◆ **THE REQUEST**:
Reproduce every one of the lines below word for word, omitting the pictures from your answer.

[Bounding box annotation entries]
========
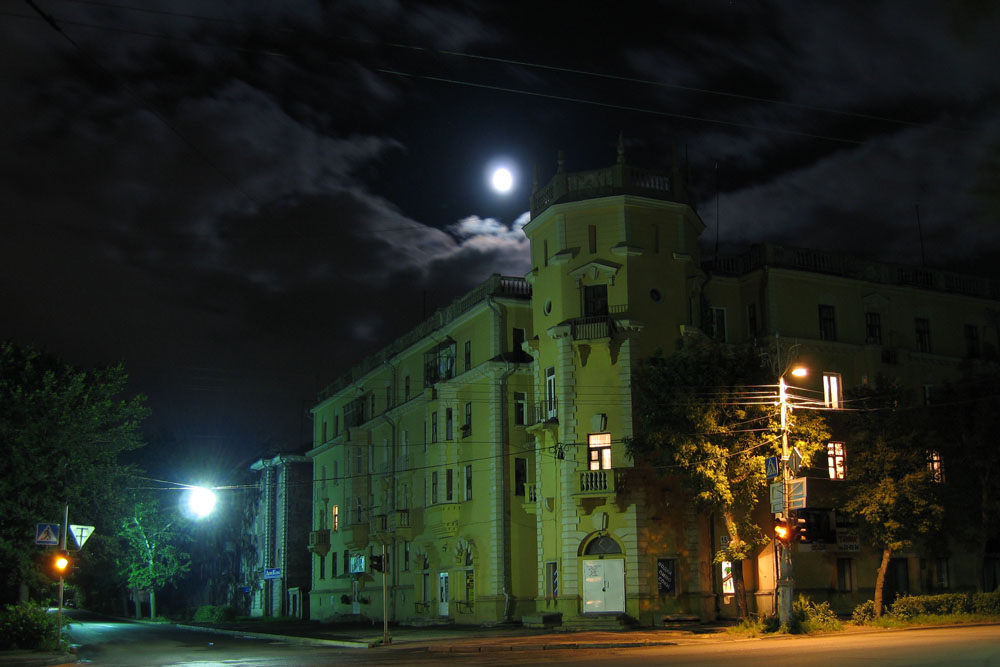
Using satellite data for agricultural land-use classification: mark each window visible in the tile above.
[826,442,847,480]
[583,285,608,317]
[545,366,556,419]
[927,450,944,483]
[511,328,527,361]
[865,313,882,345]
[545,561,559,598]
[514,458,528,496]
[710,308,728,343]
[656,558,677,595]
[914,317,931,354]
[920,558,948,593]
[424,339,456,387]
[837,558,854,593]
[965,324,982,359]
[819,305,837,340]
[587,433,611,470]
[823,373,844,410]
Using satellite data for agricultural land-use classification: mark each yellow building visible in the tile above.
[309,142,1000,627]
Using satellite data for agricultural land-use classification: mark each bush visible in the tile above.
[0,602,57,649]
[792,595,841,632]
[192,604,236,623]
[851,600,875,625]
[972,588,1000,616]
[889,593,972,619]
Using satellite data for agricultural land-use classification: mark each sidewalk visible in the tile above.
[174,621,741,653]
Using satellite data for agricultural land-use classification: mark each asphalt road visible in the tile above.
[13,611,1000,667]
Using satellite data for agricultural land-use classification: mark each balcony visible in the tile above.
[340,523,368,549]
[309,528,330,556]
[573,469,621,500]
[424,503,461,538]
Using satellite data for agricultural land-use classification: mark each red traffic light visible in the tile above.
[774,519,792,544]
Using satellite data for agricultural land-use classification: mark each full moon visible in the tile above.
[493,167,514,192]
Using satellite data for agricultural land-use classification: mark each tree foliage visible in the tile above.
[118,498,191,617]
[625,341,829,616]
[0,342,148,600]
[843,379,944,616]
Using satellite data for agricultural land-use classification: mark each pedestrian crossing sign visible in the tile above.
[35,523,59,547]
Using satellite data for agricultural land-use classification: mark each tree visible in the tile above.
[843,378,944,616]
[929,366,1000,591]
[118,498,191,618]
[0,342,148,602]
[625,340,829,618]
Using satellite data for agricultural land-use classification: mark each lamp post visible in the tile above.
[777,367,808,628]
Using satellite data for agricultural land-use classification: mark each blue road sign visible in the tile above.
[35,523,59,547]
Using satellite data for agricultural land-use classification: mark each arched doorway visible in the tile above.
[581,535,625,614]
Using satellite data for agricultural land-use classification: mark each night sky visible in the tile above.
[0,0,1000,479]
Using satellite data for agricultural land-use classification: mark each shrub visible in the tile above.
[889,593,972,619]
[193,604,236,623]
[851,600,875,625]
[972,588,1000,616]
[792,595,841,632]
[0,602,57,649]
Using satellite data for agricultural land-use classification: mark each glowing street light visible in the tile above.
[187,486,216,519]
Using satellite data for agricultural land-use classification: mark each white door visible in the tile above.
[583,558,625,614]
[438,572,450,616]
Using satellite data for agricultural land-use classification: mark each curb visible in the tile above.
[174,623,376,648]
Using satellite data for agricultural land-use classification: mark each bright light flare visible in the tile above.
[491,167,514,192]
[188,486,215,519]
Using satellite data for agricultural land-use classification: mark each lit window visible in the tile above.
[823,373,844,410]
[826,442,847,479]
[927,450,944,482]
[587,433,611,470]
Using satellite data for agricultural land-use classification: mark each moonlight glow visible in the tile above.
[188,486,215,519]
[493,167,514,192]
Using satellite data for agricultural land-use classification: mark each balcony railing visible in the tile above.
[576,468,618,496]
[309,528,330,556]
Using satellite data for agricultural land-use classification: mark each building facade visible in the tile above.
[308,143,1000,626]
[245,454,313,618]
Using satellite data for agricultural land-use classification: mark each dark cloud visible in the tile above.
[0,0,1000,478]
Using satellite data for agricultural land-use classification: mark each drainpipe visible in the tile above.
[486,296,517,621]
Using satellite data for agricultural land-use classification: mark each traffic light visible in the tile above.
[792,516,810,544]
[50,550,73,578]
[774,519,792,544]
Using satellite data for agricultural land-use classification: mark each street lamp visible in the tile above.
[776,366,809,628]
========
◆ **REPLY TO THE EXERCISE**:
Using satellite data for agricultural land-use classification: mark each window visible in the tile above.
[826,442,847,480]
[583,285,608,317]
[545,366,556,419]
[927,450,944,483]
[511,328,527,361]
[865,313,882,345]
[545,561,559,598]
[514,458,528,496]
[710,308,728,343]
[656,558,677,595]
[914,317,931,354]
[920,558,948,593]
[424,339,456,387]
[837,558,854,593]
[965,324,982,359]
[819,305,837,340]
[587,433,611,470]
[823,373,844,410]
Using satellite data for agricultural land-use classification: mark each yellow building visible in the tile above.
[309,142,1000,627]
Using satellite data for agricultural land-use classification: mark each bush visible in the tile above.
[0,602,57,649]
[792,595,841,632]
[192,604,236,623]
[851,600,875,625]
[972,588,1000,616]
[889,593,972,619]
Using satellite data for agricultural land-use classification: mark each sidewalk visible in the tile above.
[174,621,741,653]
Using satellite data for agricultural land-use classification: mark each asphalt road visible in the tile above.
[13,611,1000,667]
Using satellite data for agricultural land-use classification: mark each balcony visible in the tile above.
[340,523,368,549]
[309,528,330,556]
[573,469,621,500]
[424,503,461,538]
Using satellite data for agricultural land-use classification: mark each red traffic light visible in the tile above.
[774,519,792,544]
Using satellite data for agricultural land-use classification: mark each full moon visible in the tile above.
[493,167,514,192]
Using satellite data for agricultural land-use classification: mark each tree foliage visible in the tile above.
[118,498,191,617]
[625,341,829,616]
[0,342,148,600]
[843,379,944,616]
Using satellite data for agricultural land-use classification: mark each pedestrian crossing sign visible in the tile above.
[35,523,59,547]
Using satellite data for agricultural land-use classification: mark each tree visible in the tile above.
[843,378,944,616]
[929,366,1000,591]
[118,498,191,618]
[0,342,148,602]
[625,340,829,618]
Using satellite data for agricultural land-use classification: mark each lamp post visible in the tile above.
[777,367,808,628]
Using satellite data for agricultural land-use classification: mark each blue road sign visible in the tile above.
[35,523,59,547]
Using satellite data for agricultural land-use classification: mark each arched doorway visible in the tile above.
[581,535,625,614]
Using satellite data for agricultural land-use classification: mark each night sky visible in the tile above.
[0,0,1000,479]
Using satellite data for agricultural land-use classification: mark each shrub visible in the tile above.
[889,593,972,619]
[193,604,236,623]
[851,600,875,625]
[972,588,1000,616]
[792,595,841,632]
[0,602,57,649]
Using satellite data for agricultural land-use classification: mark each glowing street light visible in the tile above.
[187,486,216,519]
Using satellite data for agricultural land-use classification: mark each white door visible in the tile above.
[583,558,625,614]
[438,572,450,616]
Using satellite data for agricultural land-use classification: mark each curb visible in the tile above.
[174,623,376,648]
Using satellite data for agricultural land-use classification: mark each bright light flare visible in the tile above.
[491,167,514,192]
[188,486,215,519]
Using satellite data for agricultural land-use classification: mark each lit window visible in the tile above.
[823,373,844,410]
[826,442,847,479]
[927,450,944,482]
[587,433,611,470]
Using satellite data for agricultural land-use classification: mark each moonlight glow visible in the tile above.
[188,486,215,519]
[493,167,514,192]
Using satellite data for agricultural land-use classification: mark each balcony railing visible in the tile above.
[576,468,618,496]
[309,528,330,556]
Using satellite data for agricultural land-use classification: mark each building facade visible in the tile above.
[308,143,1000,626]
[245,454,313,618]
Using satellite data for agricultural land-use classification: mark each dark cloud visible in the tile above.
[0,0,1000,478]
Using satellite data for agricultural land-use classification: mark each drainpipe visible in the tile above.
[486,296,517,621]
Using satellite data for agricultural land-use classification: mark each traffic light visible in the tile above.
[792,516,810,544]
[50,550,73,578]
[774,519,792,544]
Using satellite data for agricultural land-use classification: mark each street lamp visible in the tile above.
[776,366,809,628]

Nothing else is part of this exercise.